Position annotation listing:
·····

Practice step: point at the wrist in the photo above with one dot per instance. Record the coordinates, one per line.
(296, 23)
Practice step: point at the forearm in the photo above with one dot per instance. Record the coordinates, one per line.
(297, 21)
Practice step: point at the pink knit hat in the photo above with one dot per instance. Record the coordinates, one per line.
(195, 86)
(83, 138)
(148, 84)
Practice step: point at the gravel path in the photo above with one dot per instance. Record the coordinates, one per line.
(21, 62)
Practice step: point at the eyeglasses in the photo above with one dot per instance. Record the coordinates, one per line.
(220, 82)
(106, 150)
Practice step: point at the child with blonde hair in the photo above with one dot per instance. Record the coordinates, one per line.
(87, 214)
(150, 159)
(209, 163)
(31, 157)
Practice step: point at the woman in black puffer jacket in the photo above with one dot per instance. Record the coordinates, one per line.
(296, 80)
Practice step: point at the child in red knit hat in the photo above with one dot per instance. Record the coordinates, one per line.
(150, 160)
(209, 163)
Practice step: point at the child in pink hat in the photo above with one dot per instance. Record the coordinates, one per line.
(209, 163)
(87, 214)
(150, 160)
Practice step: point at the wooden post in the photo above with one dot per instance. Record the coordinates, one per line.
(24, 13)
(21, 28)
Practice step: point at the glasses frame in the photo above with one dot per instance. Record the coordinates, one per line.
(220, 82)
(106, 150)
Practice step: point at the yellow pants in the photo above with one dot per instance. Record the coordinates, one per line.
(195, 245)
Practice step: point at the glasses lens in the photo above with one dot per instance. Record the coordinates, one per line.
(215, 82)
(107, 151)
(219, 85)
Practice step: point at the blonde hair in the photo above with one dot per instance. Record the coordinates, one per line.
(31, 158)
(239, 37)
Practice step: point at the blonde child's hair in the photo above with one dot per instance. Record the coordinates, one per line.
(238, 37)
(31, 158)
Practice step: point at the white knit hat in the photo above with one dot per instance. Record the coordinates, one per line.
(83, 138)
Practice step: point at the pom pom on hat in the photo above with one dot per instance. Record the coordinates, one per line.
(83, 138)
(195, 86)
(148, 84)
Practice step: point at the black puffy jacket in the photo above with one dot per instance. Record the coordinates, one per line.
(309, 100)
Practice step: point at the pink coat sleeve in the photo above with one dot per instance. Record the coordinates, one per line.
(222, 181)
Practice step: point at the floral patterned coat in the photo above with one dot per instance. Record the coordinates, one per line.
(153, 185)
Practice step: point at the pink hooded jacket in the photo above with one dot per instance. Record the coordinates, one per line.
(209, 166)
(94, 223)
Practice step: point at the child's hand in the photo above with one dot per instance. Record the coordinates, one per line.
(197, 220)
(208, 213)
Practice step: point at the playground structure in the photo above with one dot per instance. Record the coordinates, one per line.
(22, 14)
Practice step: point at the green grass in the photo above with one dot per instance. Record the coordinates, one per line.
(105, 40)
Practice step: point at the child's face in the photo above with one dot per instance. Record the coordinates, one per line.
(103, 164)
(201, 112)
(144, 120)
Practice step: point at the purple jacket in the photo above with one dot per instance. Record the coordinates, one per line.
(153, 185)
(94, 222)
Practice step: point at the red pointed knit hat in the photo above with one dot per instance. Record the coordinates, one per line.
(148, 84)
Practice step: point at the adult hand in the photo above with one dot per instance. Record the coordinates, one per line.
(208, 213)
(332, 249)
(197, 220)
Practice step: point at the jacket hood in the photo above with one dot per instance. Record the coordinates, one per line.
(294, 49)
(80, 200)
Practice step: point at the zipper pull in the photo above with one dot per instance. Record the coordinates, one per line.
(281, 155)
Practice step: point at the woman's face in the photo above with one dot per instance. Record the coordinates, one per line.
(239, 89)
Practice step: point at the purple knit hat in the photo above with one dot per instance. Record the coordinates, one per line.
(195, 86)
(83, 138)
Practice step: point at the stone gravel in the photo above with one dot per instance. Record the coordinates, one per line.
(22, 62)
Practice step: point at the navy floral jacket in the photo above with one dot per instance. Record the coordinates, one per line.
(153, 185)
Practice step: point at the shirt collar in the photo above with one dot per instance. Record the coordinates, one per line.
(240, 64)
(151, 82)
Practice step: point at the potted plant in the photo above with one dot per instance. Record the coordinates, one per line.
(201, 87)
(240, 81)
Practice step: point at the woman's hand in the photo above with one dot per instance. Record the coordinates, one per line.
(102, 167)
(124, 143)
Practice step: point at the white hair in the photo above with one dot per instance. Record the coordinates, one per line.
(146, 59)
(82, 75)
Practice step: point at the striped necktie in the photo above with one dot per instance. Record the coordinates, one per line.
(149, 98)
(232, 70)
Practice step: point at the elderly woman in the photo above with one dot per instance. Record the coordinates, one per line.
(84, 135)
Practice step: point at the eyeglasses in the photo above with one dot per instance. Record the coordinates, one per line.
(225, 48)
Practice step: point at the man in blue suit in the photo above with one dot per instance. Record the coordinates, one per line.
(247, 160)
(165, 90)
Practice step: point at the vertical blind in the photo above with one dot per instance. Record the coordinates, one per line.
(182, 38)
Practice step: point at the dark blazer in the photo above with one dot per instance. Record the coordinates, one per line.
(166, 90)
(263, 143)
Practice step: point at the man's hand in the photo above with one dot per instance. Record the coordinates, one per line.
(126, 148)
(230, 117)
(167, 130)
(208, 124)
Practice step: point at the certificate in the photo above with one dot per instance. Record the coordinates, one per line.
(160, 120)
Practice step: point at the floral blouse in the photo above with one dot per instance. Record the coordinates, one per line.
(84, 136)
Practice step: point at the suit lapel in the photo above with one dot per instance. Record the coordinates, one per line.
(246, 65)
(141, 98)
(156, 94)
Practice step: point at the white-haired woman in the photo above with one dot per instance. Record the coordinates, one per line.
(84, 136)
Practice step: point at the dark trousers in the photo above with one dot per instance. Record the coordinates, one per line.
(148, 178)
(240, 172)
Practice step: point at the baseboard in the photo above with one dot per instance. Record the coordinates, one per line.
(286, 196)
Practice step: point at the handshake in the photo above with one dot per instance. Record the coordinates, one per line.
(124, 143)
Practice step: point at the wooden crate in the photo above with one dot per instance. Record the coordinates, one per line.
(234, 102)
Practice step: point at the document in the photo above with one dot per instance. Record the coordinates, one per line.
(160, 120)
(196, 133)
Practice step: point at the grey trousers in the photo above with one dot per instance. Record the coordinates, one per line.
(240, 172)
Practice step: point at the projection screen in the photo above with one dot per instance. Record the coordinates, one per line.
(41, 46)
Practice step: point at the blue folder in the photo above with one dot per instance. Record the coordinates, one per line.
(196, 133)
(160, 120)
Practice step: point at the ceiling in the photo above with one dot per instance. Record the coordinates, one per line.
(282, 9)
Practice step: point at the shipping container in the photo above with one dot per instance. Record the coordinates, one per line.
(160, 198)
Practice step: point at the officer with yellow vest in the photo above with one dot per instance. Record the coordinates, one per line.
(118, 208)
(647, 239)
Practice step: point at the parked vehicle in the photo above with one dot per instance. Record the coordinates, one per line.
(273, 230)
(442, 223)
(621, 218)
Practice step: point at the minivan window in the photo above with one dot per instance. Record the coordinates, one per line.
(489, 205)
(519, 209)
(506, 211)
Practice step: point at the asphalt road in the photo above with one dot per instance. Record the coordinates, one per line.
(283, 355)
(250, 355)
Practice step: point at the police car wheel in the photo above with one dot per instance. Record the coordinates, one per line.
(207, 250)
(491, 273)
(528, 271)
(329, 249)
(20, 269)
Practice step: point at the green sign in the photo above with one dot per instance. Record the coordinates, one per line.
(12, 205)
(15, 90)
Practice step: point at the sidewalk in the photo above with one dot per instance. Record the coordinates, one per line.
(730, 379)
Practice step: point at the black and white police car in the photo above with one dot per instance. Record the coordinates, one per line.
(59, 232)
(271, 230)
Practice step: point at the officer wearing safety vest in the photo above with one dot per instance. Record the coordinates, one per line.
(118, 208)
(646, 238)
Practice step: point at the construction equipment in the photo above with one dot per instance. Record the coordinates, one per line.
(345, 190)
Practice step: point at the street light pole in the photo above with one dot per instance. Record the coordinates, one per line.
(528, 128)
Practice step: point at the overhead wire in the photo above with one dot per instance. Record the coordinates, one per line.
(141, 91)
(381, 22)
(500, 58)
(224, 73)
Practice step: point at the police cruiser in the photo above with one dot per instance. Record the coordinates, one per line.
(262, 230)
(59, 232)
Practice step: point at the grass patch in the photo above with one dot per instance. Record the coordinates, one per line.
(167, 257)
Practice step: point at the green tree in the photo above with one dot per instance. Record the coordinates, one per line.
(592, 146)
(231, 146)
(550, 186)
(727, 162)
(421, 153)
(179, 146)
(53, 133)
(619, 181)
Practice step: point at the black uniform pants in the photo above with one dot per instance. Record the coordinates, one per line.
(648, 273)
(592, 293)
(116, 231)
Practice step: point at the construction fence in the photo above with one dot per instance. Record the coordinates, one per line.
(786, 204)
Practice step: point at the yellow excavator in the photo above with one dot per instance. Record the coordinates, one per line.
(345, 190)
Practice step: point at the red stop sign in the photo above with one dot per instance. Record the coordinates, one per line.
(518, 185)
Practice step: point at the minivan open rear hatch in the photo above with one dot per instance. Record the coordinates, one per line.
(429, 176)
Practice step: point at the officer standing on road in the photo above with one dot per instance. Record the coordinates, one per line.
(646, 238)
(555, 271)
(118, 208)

·····

What needs to be done:
Return the stretch of the listing from the line containing "Practice step: point at the minivan open" through the end of the listing, unchanged and with both ends included.

Right answer:
Practice step: point at the minivan open rear hatch in the photo above with one dot per instance. Record the coordinates, one per line.
(429, 176)
Practice step: point at the officer standing on road in the photo above with one dot per instance. Record the coordinates, one per line.
(646, 238)
(555, 271)
(118, 208)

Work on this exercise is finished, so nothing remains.